§ Problem to work on: Can you copy, word for word, the lines of the listing from the line containing "[mark] photographer (a" through the last line of the listing?

(Records from a dataset)
(begin)

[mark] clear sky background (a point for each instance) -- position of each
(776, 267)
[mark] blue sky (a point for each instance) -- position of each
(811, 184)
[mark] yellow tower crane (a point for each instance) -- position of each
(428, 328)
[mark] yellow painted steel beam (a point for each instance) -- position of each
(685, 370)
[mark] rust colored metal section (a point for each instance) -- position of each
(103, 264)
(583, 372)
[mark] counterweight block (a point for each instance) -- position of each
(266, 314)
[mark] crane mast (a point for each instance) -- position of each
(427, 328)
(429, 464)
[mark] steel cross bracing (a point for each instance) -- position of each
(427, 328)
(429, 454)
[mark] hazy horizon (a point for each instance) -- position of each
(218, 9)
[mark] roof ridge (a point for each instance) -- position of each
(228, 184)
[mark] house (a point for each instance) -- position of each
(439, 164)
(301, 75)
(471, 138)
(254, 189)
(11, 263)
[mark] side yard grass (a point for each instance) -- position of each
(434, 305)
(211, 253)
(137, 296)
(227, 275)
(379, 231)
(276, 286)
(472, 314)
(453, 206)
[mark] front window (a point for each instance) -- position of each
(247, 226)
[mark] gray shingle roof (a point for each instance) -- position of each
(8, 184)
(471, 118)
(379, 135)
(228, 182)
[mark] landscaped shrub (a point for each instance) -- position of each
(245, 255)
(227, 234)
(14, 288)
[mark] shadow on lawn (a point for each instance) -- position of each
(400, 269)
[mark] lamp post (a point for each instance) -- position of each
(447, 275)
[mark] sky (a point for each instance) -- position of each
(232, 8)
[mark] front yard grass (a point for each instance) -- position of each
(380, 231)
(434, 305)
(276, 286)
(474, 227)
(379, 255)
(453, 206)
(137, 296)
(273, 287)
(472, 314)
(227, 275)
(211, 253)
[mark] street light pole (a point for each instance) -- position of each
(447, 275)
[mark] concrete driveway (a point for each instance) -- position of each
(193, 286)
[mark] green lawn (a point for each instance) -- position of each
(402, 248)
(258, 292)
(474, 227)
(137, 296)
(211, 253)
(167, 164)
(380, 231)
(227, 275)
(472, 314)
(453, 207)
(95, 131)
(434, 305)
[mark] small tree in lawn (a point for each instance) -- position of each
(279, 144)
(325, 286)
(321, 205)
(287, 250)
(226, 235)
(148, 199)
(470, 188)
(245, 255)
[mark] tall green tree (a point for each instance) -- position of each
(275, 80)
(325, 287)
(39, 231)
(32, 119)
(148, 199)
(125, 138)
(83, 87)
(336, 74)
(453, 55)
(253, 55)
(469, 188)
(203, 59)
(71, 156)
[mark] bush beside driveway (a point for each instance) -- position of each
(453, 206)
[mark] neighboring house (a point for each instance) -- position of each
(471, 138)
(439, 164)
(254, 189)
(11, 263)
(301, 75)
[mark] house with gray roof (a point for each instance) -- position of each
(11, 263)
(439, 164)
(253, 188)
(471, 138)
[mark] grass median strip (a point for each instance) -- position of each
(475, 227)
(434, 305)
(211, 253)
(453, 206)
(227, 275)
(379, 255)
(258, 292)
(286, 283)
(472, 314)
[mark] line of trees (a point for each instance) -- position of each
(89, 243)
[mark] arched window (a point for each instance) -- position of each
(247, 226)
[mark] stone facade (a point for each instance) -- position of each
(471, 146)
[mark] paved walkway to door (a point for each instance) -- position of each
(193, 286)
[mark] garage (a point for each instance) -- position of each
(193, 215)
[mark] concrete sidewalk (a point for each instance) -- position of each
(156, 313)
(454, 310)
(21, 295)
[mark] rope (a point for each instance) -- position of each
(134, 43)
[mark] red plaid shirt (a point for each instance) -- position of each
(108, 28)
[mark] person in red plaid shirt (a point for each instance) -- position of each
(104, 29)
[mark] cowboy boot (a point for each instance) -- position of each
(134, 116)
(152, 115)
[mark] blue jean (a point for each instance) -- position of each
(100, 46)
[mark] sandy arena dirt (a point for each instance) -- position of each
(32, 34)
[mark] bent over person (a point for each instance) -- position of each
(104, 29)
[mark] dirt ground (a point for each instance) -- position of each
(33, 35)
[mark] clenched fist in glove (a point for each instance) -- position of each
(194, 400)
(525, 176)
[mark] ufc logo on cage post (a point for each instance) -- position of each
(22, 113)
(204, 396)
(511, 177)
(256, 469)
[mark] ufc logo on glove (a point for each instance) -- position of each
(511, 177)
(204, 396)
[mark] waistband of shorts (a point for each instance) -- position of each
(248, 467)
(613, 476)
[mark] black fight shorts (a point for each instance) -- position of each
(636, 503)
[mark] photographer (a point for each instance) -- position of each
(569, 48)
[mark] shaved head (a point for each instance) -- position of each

(end)

§ Output below:
[mark] photographer (a point for each instance) -- position of each
(569, 48)
[mark] shaved head (a point for each instance) -- position of each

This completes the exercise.